* _Work instructions_:
From the line containing "Quality check round. The original labels for person in white" through the last line of the data, return those lines exactly as written and nothing more.

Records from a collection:
* * *

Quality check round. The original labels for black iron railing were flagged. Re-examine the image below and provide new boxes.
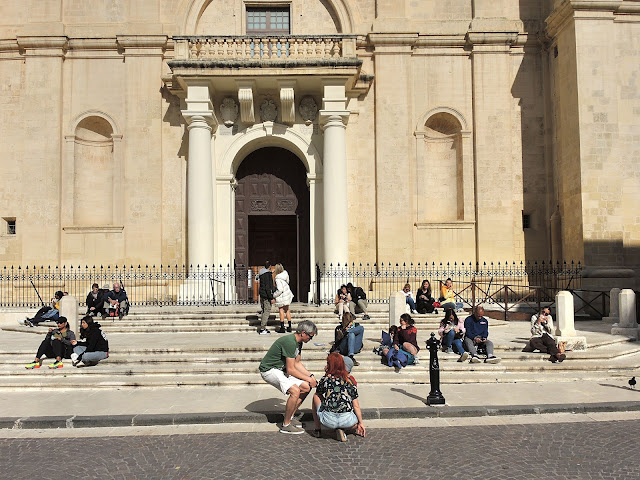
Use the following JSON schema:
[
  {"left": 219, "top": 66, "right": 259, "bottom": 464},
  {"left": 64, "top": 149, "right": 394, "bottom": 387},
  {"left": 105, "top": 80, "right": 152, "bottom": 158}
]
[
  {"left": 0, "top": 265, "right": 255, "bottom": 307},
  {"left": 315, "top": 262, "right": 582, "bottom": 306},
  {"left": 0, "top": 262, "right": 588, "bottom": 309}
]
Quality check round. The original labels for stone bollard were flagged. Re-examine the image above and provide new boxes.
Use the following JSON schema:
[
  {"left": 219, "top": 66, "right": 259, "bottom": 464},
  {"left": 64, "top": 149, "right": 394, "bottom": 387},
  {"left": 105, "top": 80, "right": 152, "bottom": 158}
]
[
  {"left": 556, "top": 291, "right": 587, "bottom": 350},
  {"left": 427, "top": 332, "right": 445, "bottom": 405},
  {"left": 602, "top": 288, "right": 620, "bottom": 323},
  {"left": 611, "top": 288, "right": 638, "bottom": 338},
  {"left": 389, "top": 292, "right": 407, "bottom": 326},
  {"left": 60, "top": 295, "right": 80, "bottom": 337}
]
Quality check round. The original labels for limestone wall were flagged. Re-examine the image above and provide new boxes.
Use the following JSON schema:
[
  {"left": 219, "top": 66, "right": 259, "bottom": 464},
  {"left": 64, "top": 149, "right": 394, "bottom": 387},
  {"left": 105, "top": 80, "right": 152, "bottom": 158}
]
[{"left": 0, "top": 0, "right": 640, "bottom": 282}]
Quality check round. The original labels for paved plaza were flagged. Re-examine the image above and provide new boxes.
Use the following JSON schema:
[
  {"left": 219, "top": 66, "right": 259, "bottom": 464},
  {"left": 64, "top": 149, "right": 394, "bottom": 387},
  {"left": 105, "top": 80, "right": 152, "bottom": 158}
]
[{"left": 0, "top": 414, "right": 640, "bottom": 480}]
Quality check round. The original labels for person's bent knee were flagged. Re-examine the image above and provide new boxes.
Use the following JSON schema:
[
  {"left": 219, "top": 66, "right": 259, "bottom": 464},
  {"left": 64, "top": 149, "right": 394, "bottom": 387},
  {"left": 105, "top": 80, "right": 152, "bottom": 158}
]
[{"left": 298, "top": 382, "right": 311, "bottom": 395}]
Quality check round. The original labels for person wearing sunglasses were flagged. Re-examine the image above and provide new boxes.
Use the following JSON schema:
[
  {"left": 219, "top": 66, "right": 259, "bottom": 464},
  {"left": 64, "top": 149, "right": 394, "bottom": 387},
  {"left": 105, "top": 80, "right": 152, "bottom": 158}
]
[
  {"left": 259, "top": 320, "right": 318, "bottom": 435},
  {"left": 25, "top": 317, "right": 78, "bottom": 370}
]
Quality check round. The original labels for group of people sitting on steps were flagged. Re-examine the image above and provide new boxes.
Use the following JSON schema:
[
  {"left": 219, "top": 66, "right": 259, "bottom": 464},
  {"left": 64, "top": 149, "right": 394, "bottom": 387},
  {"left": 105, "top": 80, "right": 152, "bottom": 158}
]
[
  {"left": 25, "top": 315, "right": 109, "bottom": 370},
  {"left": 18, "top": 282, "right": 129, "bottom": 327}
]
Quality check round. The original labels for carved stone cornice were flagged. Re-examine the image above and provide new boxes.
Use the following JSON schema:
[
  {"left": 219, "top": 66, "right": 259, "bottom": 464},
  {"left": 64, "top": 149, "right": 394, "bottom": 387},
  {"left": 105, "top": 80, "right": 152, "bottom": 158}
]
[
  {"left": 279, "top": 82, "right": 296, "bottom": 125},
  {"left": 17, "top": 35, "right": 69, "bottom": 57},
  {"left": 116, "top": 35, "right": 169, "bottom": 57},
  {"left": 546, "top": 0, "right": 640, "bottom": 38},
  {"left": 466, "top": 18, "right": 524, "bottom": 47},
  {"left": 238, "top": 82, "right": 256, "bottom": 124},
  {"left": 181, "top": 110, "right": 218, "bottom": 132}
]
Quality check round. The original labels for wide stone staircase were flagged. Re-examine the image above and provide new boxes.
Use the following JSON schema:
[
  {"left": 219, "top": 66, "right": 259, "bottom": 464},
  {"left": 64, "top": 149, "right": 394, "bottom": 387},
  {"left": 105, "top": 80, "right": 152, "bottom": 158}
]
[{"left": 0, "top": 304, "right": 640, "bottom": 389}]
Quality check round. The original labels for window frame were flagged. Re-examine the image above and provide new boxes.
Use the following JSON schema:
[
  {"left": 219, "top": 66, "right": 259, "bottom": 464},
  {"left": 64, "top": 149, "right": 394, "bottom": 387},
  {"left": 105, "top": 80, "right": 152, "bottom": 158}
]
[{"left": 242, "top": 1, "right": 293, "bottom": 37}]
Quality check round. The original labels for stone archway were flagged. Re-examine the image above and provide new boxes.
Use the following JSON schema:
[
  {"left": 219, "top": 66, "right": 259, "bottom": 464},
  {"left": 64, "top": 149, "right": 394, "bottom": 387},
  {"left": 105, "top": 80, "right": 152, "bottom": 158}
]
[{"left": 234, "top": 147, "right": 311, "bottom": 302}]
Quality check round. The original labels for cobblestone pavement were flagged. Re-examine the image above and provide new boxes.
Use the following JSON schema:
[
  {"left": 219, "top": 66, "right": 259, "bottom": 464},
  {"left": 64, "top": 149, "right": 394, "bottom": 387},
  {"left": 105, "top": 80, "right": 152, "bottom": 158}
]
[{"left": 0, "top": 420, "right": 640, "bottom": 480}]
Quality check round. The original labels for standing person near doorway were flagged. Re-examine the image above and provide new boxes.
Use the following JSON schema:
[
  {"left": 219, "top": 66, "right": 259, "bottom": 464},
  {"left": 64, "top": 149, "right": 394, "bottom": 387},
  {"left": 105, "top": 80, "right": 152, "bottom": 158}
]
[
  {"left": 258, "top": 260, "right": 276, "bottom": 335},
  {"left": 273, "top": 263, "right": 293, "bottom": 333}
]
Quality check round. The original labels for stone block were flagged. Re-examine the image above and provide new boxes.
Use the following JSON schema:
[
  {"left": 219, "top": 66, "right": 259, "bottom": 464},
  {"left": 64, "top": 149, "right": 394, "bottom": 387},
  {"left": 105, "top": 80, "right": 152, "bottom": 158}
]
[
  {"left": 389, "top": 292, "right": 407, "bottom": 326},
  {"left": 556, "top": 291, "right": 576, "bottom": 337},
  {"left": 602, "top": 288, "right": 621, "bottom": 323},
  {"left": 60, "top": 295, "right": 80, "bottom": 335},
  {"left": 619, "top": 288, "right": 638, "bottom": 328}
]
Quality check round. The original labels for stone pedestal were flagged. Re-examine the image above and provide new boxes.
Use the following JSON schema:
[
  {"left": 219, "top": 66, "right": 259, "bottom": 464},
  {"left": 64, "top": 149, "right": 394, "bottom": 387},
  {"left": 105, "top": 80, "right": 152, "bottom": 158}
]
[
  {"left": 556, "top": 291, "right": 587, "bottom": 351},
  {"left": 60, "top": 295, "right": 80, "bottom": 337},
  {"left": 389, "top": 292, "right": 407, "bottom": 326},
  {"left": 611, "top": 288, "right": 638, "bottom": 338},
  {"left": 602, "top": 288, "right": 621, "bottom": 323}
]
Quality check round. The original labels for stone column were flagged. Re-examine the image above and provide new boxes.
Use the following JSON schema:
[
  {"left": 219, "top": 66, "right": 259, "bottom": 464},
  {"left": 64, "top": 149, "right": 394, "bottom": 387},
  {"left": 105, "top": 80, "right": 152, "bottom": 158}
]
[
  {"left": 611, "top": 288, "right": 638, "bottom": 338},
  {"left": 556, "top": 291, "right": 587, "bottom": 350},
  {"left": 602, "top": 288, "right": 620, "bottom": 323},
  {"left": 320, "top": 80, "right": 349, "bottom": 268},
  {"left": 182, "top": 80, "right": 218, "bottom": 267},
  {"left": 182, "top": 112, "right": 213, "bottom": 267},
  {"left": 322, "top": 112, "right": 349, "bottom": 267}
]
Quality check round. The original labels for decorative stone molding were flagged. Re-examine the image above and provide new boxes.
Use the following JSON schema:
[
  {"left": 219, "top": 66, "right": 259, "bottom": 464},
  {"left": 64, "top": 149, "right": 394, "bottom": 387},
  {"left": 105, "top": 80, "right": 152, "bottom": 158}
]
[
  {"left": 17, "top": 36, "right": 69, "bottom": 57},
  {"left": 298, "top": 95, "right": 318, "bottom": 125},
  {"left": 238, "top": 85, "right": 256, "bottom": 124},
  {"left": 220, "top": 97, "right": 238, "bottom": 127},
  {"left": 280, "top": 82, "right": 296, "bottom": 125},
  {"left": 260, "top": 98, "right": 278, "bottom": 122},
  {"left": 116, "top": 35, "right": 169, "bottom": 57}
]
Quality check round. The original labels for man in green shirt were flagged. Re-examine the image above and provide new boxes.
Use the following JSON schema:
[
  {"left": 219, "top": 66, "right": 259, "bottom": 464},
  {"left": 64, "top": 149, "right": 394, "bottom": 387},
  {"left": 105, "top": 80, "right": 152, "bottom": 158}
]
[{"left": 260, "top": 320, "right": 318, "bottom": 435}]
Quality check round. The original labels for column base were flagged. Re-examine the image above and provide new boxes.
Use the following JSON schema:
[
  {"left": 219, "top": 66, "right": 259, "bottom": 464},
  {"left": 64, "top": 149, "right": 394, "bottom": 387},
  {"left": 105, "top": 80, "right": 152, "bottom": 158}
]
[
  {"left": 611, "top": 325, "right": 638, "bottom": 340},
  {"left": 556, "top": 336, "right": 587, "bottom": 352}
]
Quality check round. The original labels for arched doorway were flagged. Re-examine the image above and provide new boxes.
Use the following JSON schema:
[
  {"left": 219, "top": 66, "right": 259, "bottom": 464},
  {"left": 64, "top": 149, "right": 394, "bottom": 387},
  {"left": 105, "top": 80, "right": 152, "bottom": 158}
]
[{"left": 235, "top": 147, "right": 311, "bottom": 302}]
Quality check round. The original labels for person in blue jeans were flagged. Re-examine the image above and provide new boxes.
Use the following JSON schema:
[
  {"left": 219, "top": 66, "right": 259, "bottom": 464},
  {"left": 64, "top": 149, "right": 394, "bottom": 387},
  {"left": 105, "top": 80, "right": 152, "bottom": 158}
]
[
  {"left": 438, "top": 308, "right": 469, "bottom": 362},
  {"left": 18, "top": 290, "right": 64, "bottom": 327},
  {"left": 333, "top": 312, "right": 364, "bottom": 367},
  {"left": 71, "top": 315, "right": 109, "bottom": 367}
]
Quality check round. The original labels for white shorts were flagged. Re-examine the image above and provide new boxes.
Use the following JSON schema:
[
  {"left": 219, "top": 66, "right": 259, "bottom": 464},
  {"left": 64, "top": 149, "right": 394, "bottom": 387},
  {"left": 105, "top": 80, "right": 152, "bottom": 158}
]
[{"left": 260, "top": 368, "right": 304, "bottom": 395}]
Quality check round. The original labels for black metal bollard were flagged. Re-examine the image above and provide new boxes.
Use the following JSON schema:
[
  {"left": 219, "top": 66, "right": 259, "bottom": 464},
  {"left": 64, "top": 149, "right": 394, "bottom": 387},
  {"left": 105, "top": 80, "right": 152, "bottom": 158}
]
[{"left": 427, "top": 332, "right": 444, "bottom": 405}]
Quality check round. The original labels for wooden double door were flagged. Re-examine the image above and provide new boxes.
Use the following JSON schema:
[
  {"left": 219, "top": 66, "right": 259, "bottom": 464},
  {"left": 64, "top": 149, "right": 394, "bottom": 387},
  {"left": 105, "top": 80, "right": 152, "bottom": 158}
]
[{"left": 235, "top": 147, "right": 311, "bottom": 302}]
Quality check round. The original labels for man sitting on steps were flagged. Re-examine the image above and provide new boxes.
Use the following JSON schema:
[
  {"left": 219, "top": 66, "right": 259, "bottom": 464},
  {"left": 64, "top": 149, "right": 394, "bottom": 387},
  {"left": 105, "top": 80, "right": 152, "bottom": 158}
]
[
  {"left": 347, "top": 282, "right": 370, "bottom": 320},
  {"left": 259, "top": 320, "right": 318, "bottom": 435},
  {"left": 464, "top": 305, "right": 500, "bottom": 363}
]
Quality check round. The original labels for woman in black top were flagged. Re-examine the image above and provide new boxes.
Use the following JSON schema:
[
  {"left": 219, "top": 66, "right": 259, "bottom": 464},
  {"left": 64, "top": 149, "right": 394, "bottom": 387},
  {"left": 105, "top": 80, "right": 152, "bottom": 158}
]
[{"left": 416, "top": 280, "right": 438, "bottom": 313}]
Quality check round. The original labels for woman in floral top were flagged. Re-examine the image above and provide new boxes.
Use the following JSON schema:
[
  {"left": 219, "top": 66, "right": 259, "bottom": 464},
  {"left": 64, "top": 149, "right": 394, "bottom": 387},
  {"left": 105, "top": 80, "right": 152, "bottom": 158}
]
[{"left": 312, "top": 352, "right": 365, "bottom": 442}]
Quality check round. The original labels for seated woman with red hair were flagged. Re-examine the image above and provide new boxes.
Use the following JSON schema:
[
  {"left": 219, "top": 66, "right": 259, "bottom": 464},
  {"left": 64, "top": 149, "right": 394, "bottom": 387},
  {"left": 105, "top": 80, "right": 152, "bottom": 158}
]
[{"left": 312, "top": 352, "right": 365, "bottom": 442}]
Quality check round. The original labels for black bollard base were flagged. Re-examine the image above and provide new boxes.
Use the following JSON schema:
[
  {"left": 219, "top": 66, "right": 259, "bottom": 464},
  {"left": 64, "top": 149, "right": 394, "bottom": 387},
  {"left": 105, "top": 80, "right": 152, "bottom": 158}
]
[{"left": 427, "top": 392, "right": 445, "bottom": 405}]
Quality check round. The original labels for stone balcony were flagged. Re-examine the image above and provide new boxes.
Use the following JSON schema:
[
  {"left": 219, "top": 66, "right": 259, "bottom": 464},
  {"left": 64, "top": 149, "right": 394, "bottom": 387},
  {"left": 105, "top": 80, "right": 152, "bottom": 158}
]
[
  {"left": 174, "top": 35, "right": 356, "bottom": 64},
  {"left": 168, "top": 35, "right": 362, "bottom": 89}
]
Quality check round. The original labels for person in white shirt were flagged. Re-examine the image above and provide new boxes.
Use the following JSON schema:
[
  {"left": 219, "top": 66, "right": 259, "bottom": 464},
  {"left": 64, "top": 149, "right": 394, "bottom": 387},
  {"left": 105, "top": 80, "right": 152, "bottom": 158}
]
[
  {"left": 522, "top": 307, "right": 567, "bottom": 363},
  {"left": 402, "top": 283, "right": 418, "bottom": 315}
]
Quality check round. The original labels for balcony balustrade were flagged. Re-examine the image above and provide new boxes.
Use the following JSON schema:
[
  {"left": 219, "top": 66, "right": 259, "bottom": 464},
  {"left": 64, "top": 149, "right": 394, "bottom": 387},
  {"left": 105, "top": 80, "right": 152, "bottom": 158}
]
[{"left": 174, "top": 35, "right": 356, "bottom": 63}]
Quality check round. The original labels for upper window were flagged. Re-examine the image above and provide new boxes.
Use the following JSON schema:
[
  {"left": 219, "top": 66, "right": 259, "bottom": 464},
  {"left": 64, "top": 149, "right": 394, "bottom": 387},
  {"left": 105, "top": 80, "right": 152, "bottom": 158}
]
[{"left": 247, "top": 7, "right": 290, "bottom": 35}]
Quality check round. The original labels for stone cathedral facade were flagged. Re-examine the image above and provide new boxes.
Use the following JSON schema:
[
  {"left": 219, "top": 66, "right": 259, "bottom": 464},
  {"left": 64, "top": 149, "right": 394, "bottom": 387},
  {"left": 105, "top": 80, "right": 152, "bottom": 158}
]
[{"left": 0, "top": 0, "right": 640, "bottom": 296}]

* * *

* _Answer below_:
Quality check round. The original labels for person in white shirt were flagged. Re-examine the image above and provide new boxes.
Use the following JSON schema:
[
  {"left": 219, "top": 66, "right": 259, "bottom": 464},
  {"left": 64, "top": 149, "right": 394, "bottom": 387},
  {"left": 105, "top": 80, "right": 152, "bottom": 158}
]
[
  {"left": 522, "top": 307, "right": 567, "bottom": 363},
  {"left": 402, "top": 283, "right": 418, "bottom": 315}
]
Quality check round. The original labels for balcony balustrade were flagged. Re-examine the image above and provide new boxes.
Use the following JSON schema:
[
  {"left": 219, "top": 66, "right": 259, "bottom": 464},
  {"left": 64, "top": 149, "right": 394, "bottom": 387},
  {"left": 105, "top": 80, "right": 152, "bottom": 158}
]
[{"left": 174, "top": 35, "right": 356, "bottom": 63}]
Quality check round. The original labels for upper window were flagged. Re-examine the image above and provide new boxes.
Use the following JSON schema:
[
  {"left": 219, "top": 66, "right": 259, "bottom": 464},
  {"left": 64, "top": 149, "right": 394, "bottom": 387},
  {"left": 105, "top": 80, "right": 152, "bottom": 158}
]
[{"left": 247, "top": 7, "right": 290, "bottom": 35}]
Quality check round. The original labels for stone cathedral facade were flagged. Re-examine the image above and provide new boxes.
Use the following JSON schema:
[
  {"left": 219, "top": 66, "right": 259, "bottom": 464},
  {"left": 64, "top": 149, "right": 394, "bottom": 387},
  {"left": 105, "top": 80, "right": 152, "bottom": 158}
]
[{"left": 0, "top": 0, "right": 640, "bottom": 296}]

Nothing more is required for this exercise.